**Your objective:** Would you print the records below without changing anything?

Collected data
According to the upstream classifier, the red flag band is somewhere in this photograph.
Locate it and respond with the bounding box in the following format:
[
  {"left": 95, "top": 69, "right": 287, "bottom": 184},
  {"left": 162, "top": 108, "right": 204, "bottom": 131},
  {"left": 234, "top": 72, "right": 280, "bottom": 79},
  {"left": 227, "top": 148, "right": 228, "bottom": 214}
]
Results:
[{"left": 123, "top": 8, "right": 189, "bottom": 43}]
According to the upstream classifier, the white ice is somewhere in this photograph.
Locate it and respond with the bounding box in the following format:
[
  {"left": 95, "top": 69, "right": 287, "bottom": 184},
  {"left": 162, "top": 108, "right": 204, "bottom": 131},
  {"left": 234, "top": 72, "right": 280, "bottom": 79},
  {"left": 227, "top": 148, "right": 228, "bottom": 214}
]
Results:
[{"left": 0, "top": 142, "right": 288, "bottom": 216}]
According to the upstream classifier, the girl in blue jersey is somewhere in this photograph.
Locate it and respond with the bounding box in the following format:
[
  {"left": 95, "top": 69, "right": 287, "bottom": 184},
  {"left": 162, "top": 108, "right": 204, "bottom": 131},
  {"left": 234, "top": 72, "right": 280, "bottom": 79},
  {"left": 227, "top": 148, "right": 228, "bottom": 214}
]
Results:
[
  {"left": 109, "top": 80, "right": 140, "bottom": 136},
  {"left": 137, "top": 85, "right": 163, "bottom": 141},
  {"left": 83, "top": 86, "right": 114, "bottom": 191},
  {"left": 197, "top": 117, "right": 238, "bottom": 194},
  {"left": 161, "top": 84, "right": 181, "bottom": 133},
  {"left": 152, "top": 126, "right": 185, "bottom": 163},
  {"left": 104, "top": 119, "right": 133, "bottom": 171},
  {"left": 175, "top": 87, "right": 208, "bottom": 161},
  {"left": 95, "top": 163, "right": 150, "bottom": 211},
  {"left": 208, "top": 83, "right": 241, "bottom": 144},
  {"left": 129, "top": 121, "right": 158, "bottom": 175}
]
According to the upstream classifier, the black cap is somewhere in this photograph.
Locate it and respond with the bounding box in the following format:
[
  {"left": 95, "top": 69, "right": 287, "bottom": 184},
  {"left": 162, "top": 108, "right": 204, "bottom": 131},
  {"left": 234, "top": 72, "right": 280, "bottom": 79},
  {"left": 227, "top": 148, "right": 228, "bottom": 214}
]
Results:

**Solution to the exercise:**
According to the upstream classifier, the red flag band is somewhere in this photograph.
Locate it and respond with the bounding box in the following format:
[
  {"left": 95, "top": 69, "right": 287, "bottom": 184},
  {"left": 162, "top": 108, "right": 204, "bottom": 131},
  {"left": 234, "top": 72, "right": 280, "bottom": 79},
  {"left": 227, "top": 148, "right": 228, "bottom": 214}
]
Results:
[{"left": 123, "top": 8, "right": 189, "bottom": 43}]
According to the upstream classifier, the white ice is somewhere in this photograph.
Locate it and respond with the bounding box in the following format:
[
  {"left": 95, "top": 69, "right": 287, "bottom": 184},
  {"left": 162, "top": 108, "right": 204, "bottom": 131},
  {"left": 234, "top": 72, "right": 280, "bottom": 79},
  {"left": 227, "top": 148, "right": 228, "bottom": 214}
]
Results:
[{"left": 0, "top": 142, "right": 288, "bottom": 216}]
According to the upstream classifier, the girl in blue jersey is somewhere in this photograph.
Locate it and respond with the bounding box in the following format:
[
  {"left": 95, "top": 69, "right": 287, "bottom": 184},
  {"left": 162, "top": 108, "right": 204, "bottom": 131},
  {"left": 234, "top": 72, "right": 280, "bottom": 79},
  {"left": 227, "top": 148, "right": 228, "bottom": 214}
]
Results:
[
  {"left": 109, "top": 80, "right": 140, "bottom": 136},
  {"left": 137, "top": 85, "right": 163, "bottom": 141},
  {"left": 83, "top": 86, "right": 114, "bottom": 191},
  {"left": 197, "top": 117, "right": 238, "bottom": 194},
  {"left": 161, "top": 84, "right": 181, "bottom": 133},
  {"left": 152, "top": 126, "right": 185, "bottom": 163},
  {"left": 104, "top": 119, "right": 133, "bottom": 171},
  {"left": 175, "top": 87, "right": 208, "bottom": 161},
  {"left": 95, "top": 163, "right": 150, "bottom": 211},
  {"left": 208, "top": 83, "right": 241, "bottom": 144},
  {"left": 129, "top": 121, "right": 158, "bottom": 175}
]
According to the upstream classifier, the black cap is somewhere in this photograph.
Locate it and respond with the bounding box in the following format:
[
  {"left": 95, "top": 69, "right": 287, "bottom": 184},
  {"left": 162, "top": 108, "right": 204, "bottom": 131},
  {"left": 234, "top": 72, "right": 280, "bottom": 79},
  {"left": 227, "top": 148, "right": 228, "bottom": 214}
]
Results:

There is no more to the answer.